* BEGIN GIVEN DATA *

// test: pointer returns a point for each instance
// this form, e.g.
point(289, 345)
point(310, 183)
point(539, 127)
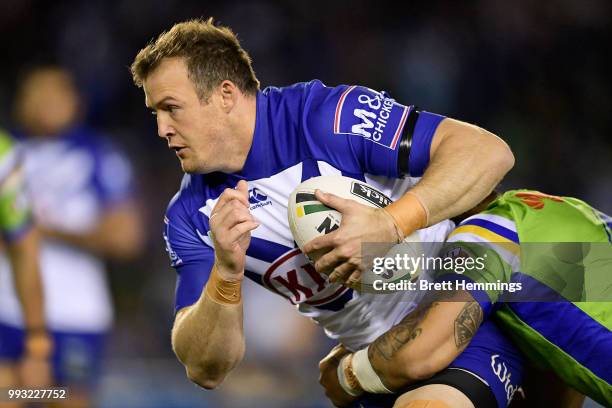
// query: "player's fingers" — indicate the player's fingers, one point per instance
point(239, 230)
point(243, 188)
point(332, 200)
point(229, 215)
point(341, 273)
point(230, 194)
point(324, 241)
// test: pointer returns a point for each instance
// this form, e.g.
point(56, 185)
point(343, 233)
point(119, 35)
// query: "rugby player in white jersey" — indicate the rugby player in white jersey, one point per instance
point(82, 198)
point(244, 150)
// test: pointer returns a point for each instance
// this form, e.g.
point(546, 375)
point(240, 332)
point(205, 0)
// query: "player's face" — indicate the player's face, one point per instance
point(196, 130)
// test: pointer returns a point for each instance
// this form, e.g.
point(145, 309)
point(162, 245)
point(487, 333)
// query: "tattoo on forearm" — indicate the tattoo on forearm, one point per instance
point(387, 345)
point(467, 323)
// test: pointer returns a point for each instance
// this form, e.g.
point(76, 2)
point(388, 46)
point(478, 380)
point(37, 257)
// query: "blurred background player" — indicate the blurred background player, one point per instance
point(20, 246)
point(81, 190)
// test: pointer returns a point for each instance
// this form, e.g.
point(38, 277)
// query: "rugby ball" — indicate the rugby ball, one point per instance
point(309, 218)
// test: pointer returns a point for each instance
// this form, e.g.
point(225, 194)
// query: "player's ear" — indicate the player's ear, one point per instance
point(229, 94)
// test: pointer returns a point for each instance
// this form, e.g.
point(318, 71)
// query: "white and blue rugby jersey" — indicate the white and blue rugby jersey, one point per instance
point(72, 180)
point(302, 131)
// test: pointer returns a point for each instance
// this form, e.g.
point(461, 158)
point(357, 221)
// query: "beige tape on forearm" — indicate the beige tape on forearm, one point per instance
point(366, 376)
point(347, 378)
point(409, 213)
point(223, 291)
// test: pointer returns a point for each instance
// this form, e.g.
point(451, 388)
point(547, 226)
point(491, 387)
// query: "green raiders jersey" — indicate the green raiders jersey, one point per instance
point(15, 214)
point(545, 276)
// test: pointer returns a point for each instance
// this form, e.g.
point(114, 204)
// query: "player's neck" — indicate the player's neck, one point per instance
point(245, 130)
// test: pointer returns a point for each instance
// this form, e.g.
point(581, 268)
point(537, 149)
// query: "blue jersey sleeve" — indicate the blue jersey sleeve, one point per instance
point(362, 130)
point(190, 256)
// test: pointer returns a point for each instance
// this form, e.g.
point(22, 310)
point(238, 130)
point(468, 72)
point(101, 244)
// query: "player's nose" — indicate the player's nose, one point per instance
point(164, 129)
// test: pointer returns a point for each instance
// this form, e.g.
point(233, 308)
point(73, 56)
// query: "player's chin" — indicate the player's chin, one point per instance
point(192, 167)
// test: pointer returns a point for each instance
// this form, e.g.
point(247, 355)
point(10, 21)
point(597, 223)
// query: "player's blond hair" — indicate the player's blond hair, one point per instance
point(212, 54)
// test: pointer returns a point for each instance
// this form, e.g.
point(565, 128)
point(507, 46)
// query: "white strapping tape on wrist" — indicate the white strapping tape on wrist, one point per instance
point(342, 379)
point(367, 377)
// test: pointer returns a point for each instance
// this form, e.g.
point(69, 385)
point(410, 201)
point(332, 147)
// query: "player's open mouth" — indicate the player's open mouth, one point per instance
point(178, 150)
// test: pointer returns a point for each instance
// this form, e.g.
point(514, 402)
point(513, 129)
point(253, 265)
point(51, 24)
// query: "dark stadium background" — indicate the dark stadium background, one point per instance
point(535, 73)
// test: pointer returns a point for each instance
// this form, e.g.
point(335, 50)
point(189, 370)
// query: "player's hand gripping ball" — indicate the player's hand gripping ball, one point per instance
point(310, 218)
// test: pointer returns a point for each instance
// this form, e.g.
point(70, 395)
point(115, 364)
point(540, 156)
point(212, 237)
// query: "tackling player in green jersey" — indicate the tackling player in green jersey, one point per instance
point(546, 282)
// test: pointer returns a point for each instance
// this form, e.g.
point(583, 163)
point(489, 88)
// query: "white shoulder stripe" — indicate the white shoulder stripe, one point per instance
point(512, 259)
point(496, 219)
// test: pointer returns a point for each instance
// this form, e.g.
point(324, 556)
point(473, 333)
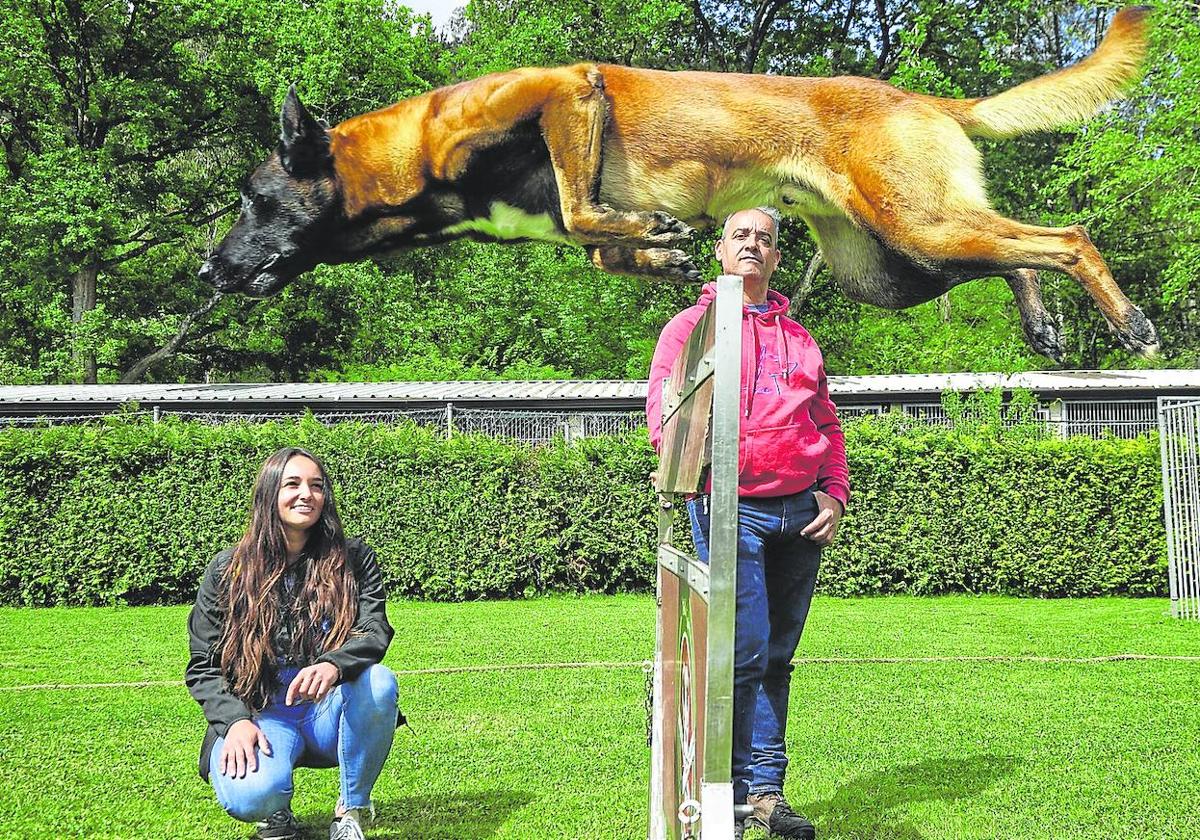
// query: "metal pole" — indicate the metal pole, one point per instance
point(717, 793)
point(1165, 453)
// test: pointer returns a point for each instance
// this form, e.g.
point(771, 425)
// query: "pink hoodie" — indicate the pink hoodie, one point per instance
point(791, 437)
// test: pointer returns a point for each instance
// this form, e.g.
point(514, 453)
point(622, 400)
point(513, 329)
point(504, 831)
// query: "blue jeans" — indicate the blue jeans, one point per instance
point(351, 729)
point(777, 573)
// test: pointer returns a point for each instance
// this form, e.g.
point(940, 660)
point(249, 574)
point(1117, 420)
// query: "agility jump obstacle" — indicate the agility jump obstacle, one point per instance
point(691, 725)
point(1179, 437)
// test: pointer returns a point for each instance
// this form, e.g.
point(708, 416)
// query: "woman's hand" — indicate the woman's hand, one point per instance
point(312, 683)
point(238, 755)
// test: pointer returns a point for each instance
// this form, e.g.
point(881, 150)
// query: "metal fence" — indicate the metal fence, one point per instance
point(528, 426)
point(1093, 418)
point(1179, 424)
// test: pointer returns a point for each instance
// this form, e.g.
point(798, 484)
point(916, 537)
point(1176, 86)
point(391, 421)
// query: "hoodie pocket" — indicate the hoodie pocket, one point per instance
point(786, 454)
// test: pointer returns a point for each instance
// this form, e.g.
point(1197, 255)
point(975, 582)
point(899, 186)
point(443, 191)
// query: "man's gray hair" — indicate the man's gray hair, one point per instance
point(772, 213)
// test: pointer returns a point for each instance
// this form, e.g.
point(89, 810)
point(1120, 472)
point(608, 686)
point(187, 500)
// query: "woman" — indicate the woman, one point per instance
point(286, 639)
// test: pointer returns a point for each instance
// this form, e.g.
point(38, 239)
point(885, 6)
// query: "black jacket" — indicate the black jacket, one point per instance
point(366, 646)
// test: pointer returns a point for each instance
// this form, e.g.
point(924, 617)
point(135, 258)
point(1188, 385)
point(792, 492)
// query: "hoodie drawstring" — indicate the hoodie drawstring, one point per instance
point(781, 341)
point(753, 382)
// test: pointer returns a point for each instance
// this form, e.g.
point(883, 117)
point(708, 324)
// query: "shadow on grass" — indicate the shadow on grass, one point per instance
point(465, 815)
point(864, 807)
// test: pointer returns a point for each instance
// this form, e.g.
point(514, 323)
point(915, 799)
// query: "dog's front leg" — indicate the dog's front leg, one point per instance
point(573, 121)
point(675, 267)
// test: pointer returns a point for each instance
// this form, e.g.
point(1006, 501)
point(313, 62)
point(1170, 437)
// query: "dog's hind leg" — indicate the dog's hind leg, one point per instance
point(1041, 329)
point(918, 185)
point(675, 267)
point(997, 245)
point(573, 123)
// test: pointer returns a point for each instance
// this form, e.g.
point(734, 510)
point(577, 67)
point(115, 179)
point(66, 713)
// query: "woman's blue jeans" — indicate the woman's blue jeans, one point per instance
point(777, 573)
point(351, 729)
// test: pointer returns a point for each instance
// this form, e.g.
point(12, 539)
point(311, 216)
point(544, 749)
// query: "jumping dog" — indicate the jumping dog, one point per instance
point(627, 162)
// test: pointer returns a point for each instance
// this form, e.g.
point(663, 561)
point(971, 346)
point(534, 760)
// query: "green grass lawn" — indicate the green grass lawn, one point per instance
point(995, 748)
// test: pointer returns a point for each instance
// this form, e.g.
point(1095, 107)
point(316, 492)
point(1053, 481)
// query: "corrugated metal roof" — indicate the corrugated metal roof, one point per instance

* END GIVEN DATA *

◆ **EXERCISE DESCRIPTION**: Rewrite all of the data above as a numbered list, one entry per line, with blank lines left out. Leave the pictures out of your answer.

◆ **ANSWER IN FULL**:
1. // test: pointer returns a point for each instance
2. // this form, e.g.
3. point(289, 345)
4. point(310, 183)
5. point(539, 127)
6. // query: "player's fingers" — indicate the player's fingers, one point per instance
7. point(239, 230)
8. point(243, 188)
9. point(332, 200)
10. point(229, 215)
11. point(341, 273)
12. point(230, 194)
13. point(324, 241)
14. // test: pointer returns a point for each instance
15. // this form, e.g.
16. point(56, 185)
17. point(343, 233)
18. point(119, 35)
19. // query: "rugby player in white jersey" — indicate the rugby player in white jersey, one point per instance
20. point(82, 198)
21. point(244, 150)
22. // test: pointer returns a point for each instance
23. // this form, e.g.
24. point(546, 375)
25. point(240, 332)
26. point(205, 0)
27. // query: "player's face" — indicate the player's face, one point per instance
28. point(196, 130)
29. // test: pointer returns a point for each instance
30. // this form, e.g.
31. point(145, 309)
32. point(162, 245)
33. point(487, 333)
34. // query: "tattoo on forearm" — indicate the tattoo on forearm, one point per instance
35. point(387, 345)
36. point(467, 323)
37. // test: pointer returns a point for each instance
38. // this form, e.g.
39. point(76, 2)
40. point(388, 46)
41. point(478, 380)
42. point(37, 257)
43. // query: "blurred background player" — indicate the blurred background player, one point per instance
44. point(20, 246)
45. point(81, 190)
46. // test: pointer returns a point for each instance
47. // this form, e.g.
48. point(38, 277)
49. // query: "rugby ball" — indicate the rugby ball, one point per instance
50. point(309, 218)
51. // test: pointer returns a point for each instance
52. // this form, e.g.
53. point(225, 194)
54. // query: "player's ear" — indicate the player's ear, one point per instance
55. point(229, 94)
56. // test: pointer returns a point for each instance
57. // this form, e.g.
58. point(318, 71)
59. // query: "white and blue rugby jersey" — indicate the white and blue rugby jersey, one point per instance
60. point(72, 180)
61. point(302, 131)
62. // test: pointer returns a point for each instance
63. // this form, e.g.
64. point(461, 158)
65. point(357, 221)
66. // query: "beige tape on forearm" — indicate the beige tape on forearm, one point per instance
67. point(366, 376)
68. point(347, 378)
69. point(409, 213)
70. point(223, 291)
71. // test: pointer returns a point for each instance
72. // this form, e.g.
73. point(451, 388)
74. point(547, 226)
75. point(491, 387)
76. // query: "green raiders jersey" — indicate the green raiders jersey, one point per instance
77. point(15, 214)
78. point(545, 276)
79. // test: pointer returns a point for each instance
80. // this form, e.g.
81. point(114, 204)
82. // query: "player's neck" — indicate the player's neck, one point per instance
83. point(245, 130)
84. // test: pointer returns a point for each instance
85. // this form, e.g.
86. point(581, 268)
87. point(537, 149)
88. // query: "blue jersey sleeve" — indicate the blue jersey sleeve, one point per instance
89. point(362, 130)
90. point(190, 256)
91. // test: pointer returns a point for each instance
92. // this form, e.g.
93. point(22, 310)
94. point(238, 130)
95. point(468, 72)
96. point(101, 244)
97. // query: "player's nose" — indicate the player's nose, one point per instance
98. point(164, 129)
99. // test: pointer returns a point for each instance
100. // this form, e.g.
101. point(233, 308)
102. point(73, 56)
103. // query: "player's chin" — indicate the player's chin, one point per instance
104. point(192, 167)
105. // test: pointer returns a point for each instance
106. // this form, e.g.
107. point(247, 355)
108. point(10, 21)
109. point(597, 223)
110. // query: "player's blond hair" — indicate the player's blond hair, one point per instance
111. point(212, 54)
112. // test: pointer returns a point for each instance
113. // this form, e.g.
114. point(565, 128)
115. point(507, 46)
116. // query: "white strapping tape on wrist" — indicate the white strapping tape on wrist, one point per instance
117. point(342, 379)
118. point(367, 377)
119. // test: pointer returns a point for each instance
120. // this form, e.g.
121. point(69, 385)
122. point(410, 201)
123. point(332, 147)
124. // query: "player's open mouth" — indicate the player's open mouth, one point per instance
125. point(178, 150)
126. // test: pointer returns a point for each instance
127. // this form, e.g.
128. point(514, 402)
129. point(513, 129)
130. point(253, 265)
131. point(51, 24)
132. // query: "dark stadium background" — indicate the dark stadium background, one point per instance
133. point(535, 73)
134. // test: pointer returns a point for each instance
135. // this form, e.g.
136. point(335, 50)
137. point(189, 370)
138. // query: "player's hand gripping ball" — indicate the player's hand gripping ball, one point per instance
139. point(310, 218)
140. // test: pointer returns a point for each instance
141. // this form, e.g.
142. point(70, 395)
143. point(115, 364)
144. point(540, 156)
145. point(212, 237)
146. // query: "tackling player in green jersey" — indicate the tackling player in green jersey, one point per instance
147. point(546, 282)
148. // test: pointer returns a point for each instance
149. // this form, e.g.
150. point(583, 163)
151. point(489, 88)
152. // query: "white shoulder stripe" — indicate the white shoulder stripe, one point per instance
153. point(512, 259)
154. point(496, 219)
155. // test: pointer returns a point for each instance
156. // this form, e.g.
157. point(324, 556)
158. point(473, 333)
159. // query: "metal pole" — indicate the metal pole, one point per instance
160. point(717, 793)
161. point(1165, 453)
162. // test: pointer returns a point for each instance
163. // this form, e.g.
164. point(771, 425)
165. // query: "pink hoodie" — indicate the pink hoodie, one point per instance
166. point(791, 437)
167. // test: pointer returns a point for each instance
168. // this form, e.g.
169. point(514, 453)
170. point(622, 400)
171. point(513, 329)
172. point(504, 831)
173. // query: "blue jeans" — indicate the blue jeans, one point per instance
174. point(351, 729)
175. point(777, 573)
176. // test: pointer returns a point for each instance
177. // this form, e.g.
178. point(940, 660)
179. point(249, 574)
180. point(1117, 420)
181. // query: "agility jump obstacle" — indicate the agility jump obstacle, one point per instance
182. point(691, 725)
183. point(1179, 437)
184. // test: pointer returns a point for each instance
185. // this form, e.g.
186. point(708, 416)
187. // query: "woman's hand" — indicate the woman's hand, one point per instance
188. point(312, 683)
189. point(238, 755)
190. // test: pointer returns a point for each instance
191. // this form, e.g.
192. point(881, 150)
193. // query: "metal fence" — indicate the metal fence, one point per instance
194. point(528, 426)
195. point(1093, 418)
196. point(1179, 424)
197. // test: pointer returns a point for each instance
198. // this form, e.g.
199. point(798, 484)
200. point(916, 537)
201. point(1176, 86)
202. point(391, 421)
203. // query: "hoodie pocket" — indicate the hoodie pocket, one point per instance
204. point(786, 454)
205. // test: pointer returns a point for each instance
206. // this form, e.g.
207. point(1197, 255)
208. point(975, 582)
209. point(899, 186)
210. point(443, 191)
211. // query: "man's gray hair" — indicate the man's gray hair, one point per instance
212. point(772, 213)
213. // test: pointer returns a point for each instance
214. // this form, e.g.
215. point(89, 810)
216. point(1120, 472)
217. point(608, 686)
218. point(187, 500)
219. // query: "woman" — indicate the woman, one point per instance
220. point(286, 639)
221. // test: pointer returns a point for each instance
222. // this form, e.g.
223. point(38, 239)
224. point(885, 6)
225. // query: "black jacket" — indicate the black jacket, one point per instance
226. point(366, 646)
227. // test: pointer returns a point for each instance
228. // this form, e.g.
229. point(924, 617)
230. point(135, 258)
231. point(1188, 385)
232. point(792, 492)
233. // query: "hoodie drawstring" — indicate the hoodie drawstring, one point per instance
234. point(781, 341)
235. point(753, 382)
236. // test: pointer returns a point for each instance
237. // this form, e.g.
238. point(883, 117)
239. point(708, 324)
240. // query: "shadow on grass" — indicate the shadow on grass, one point per instance
241. point(465, 815)
242. point(864, 807)
243. // test: pointer returns a point for each instance
244. // this form, e.g.
245. point(514, 323)
246. point(915, 799)
247. // query: "dog's front leg" — indicate the dog's front leg, one point per instance
248. point(573, 121)
249. point(675, 267)
250. // test: pointer returns a point for each instance
251. // this form, e.g.
252. point(1006, 501)
253. point(313, 62)
254. point(1170, 437)
255. // query: "dog's hind leg" — indicate the dog's hind leg, one point per instance
256. point(1041, 329)
257. point(918, 185)
258. point(675, 267)
259. point(997, 245)
260. point(573, 123)
261. // test: pointer returns a point for each instance
262. // this form, e.g.
263. point(734, 510)
264. point(577, 67)
265. point(115, 179)
266. point(66, 713)
267. // query: "woman's blue jeans" — indicate the woman's blue jeans, one point per instance
268. point(777, 573)
269. point(351, 729)
270. // test: pointer returns a point for each instance
271. // this form, e.g.
272. point(12, 539)
273. point(311, 216)
274. point(544, 749)
275. // query: "jumping dog" — indicate the jumping dog, one point per instance
276. point(627, 162)
277. // test: pointer returns a point for each instance
278. // this form, e.g.
279. point(663, 561)
280. point(971, 346)
281. point(534, 760)
282. // query: "green grass lawn" — indicate the green grass lawn, one point per instance
283. point(995, 748)
284. // test: pointer returns a point for each instance
285. // this form, e.g.
286. point(1095, 107)
287. point(316, 492)
288. point(1053, 481)
289. // query: "corrugated metal roof" — indicate the corrugated metal roof, one point per instance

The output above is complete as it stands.